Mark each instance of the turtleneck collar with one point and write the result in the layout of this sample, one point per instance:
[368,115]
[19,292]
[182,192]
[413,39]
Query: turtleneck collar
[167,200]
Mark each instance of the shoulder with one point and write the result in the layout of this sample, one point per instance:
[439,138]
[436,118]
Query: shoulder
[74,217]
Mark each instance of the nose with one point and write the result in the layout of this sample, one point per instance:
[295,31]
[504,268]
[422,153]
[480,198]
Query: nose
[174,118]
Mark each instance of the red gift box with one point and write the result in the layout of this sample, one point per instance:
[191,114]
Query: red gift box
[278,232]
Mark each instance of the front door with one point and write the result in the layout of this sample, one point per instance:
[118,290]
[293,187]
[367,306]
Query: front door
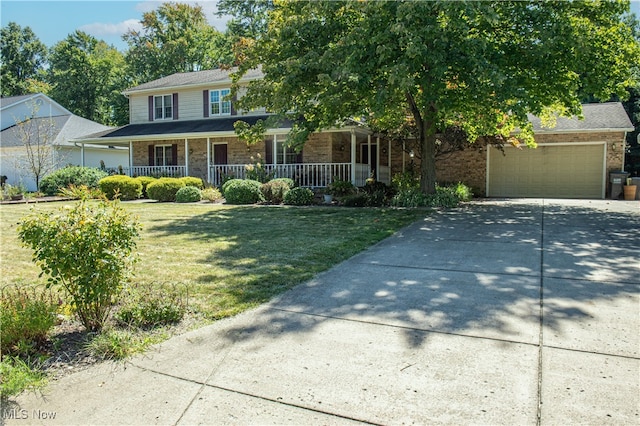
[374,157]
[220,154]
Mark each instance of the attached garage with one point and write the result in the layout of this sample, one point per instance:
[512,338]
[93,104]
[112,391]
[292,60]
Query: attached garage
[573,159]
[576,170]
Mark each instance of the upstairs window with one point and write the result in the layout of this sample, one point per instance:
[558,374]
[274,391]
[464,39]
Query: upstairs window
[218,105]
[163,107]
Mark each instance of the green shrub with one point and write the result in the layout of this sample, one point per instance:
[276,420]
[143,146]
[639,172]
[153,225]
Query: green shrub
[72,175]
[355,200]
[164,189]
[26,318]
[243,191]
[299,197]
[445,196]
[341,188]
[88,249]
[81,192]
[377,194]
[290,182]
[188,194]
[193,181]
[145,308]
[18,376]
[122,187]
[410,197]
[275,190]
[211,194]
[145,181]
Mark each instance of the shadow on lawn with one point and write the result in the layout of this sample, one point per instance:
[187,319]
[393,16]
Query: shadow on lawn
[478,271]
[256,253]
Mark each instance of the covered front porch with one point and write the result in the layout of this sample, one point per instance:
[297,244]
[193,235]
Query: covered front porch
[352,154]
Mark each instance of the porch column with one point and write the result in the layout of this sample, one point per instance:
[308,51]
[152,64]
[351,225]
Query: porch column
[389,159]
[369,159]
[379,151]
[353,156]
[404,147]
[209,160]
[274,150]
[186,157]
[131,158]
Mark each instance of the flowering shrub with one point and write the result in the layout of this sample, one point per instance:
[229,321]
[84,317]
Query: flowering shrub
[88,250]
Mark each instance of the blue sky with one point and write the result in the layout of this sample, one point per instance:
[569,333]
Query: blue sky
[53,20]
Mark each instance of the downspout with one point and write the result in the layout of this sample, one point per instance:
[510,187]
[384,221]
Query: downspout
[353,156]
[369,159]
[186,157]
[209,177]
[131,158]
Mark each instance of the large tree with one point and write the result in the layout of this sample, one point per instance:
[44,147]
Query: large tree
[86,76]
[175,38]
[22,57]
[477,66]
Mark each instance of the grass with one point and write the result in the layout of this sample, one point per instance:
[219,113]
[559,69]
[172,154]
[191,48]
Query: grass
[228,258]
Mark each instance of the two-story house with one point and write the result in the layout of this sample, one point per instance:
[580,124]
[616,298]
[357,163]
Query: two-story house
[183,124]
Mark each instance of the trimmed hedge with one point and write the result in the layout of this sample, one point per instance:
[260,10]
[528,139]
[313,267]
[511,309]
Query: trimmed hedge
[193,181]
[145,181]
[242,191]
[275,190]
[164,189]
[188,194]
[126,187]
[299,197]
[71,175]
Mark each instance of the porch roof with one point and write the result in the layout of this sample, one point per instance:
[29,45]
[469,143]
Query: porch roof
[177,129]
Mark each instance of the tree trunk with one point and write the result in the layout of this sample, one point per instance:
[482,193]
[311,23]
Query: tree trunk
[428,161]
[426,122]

Aim. Please rewrite all of the data above, changing "one point per instance" to "a single point for each instance" and leaving everything else as it is. Omit the pictures from your answer.

The reply.
Mark each instance of the turtleneck collar with one point and write the result in the layout of this sample, a single point for each instance:
[368,115]
[19,292]
[182,192]
[413,39]
Query: turtleneck collar
[167,200]
Mark each instance of the shoulder with one point and write the result in the layout of this sample, a single point for each instance:
[439,138]
[436,118]
Query: shoulder
[74,217]
Mark each instance of the nose with one point and write the result in the layout of this sample, a single point for each instance:
[295,31]
[504,268]
[422,153]
[480,198]
Query: nose
[174,118]
Mark each instance of the red gift box with one point and write the result in the layout of this sample, a single point for each instance:
[191,114]
Query: red gift box
[278,232]
Mark each instance of the front door with one point and write the result in the layout of this sample, a single point for each instance:
[118,290]
[293,187]
[367,306]
Query: front door
[374,157]
[220,154]
Mark each instance of the attached garage with one point and write the result in the layout of this sample, a single point for each instance:
[512,338]
[93,104]
[112,391]
[292,60]
Query: attached garage
[573,159]
[576,170]
Mark each instance of the upstairs window with one point and write the result in the layout of this sample, a single point for each instance:
[558,374]
[274,391]
[464,39]
Query: upstairs window
[218,105]
[163,107]
Mark each instance of the green shrub with one point and write the result in the layout of this sample, a single point for each instance:
[276,420]
[143,146]
[639,172]
[153,225]
Query: green shrub
[72,175]
[355,200]
[164,189]
[26,318]
[243,191]
[299,197]
[445,196]
[341,188]
[88,249]
[81,192]
[377,194]
[290,182]
[188,194]
[193,181]
[145,308]
[18,376]
[122,187]
[410,197]
[275,190]
[211,194]
[145,181]
Mark each instance of the shadow on lawn with one point and write the result in the layout of this sample, a single point for each instance:
[187,319]
[393,16]
Query: shadow on lawn
[478,271]
[256,253]
Mark each instance of the covered front porch with one point and write the result in the layout of this sample, a single point for each instance:
[297,244]
[193,235]
Query: covered front porch
[352,154]
Mark each instance of the porch column with one point and write the result in the layout of this sample, a single point for each instance:
[308,51]
[152,64]
[351,225]
Query: porch column
[389,159]
[369,159]
[379,151]
[353,156]
[404,147]
[209,160]
[274,150]
[186,157]
[131,158]
Mark each instance of the flowering shrub with one point and write the result in the layout of this sample, a single point for each instance:
[229,321]
[84,317]
Query: flowering shrub
[88,250]
Mark each instance of the blue sky with one point and write the result in the layout of this sample, a single point for each instance:
[569,333]
Query: blue sky
[53,20]
Mark each instance of the downspout with one point and write the result in the layout of this sample, a single point for each instance:
[510,187]
[384,221]
Query: downspout
[353,156]
[369,159]
[186,157]
[209,177]
[131,158]
Mark each instance of the large tree with one point and write the result in the layout of this sample, a single point for each instance:
[44,147]
Query: large tree
[86,76]
[175,38]
[22,57]
[477,66]
Mark each instance of the grass with one point and write the result in the layout of this sample, a single point for each instance:
[219,113]
[559,69]
[172,154]
[191,48]
Query: grass
[228,258]
Mark each instance of the two-story house with one point and write the result in the layout of this sample, a single point for each instance:
[580,124]
[616,298]
[357,163]
Query: two-story house
[183,124]
Mark each instance of the trimmed hedge with one point and write the result in the layout of this sample, a single point for each instance:
[260,10]
[528,139]
[313,267]
[511,309]
Query: trimmed hedge
[193,181]
[145,181]
[242,191]
[275,190]
[164,189]
[188,194]
[126,187]
[299,197]
[71,175]
Mark each instance of the porch roof with one point and write the result in the layout of this sample, a single point for each instance:
[29,45]
[469,143]
Query: porch roof
[177,129]
Mark each instance of the tree trunk with one point and write the result in the layout of this sample, a single point for each instance:
[482,193]
[311,23]
Query: tree trunk
[428,161]
[426,122]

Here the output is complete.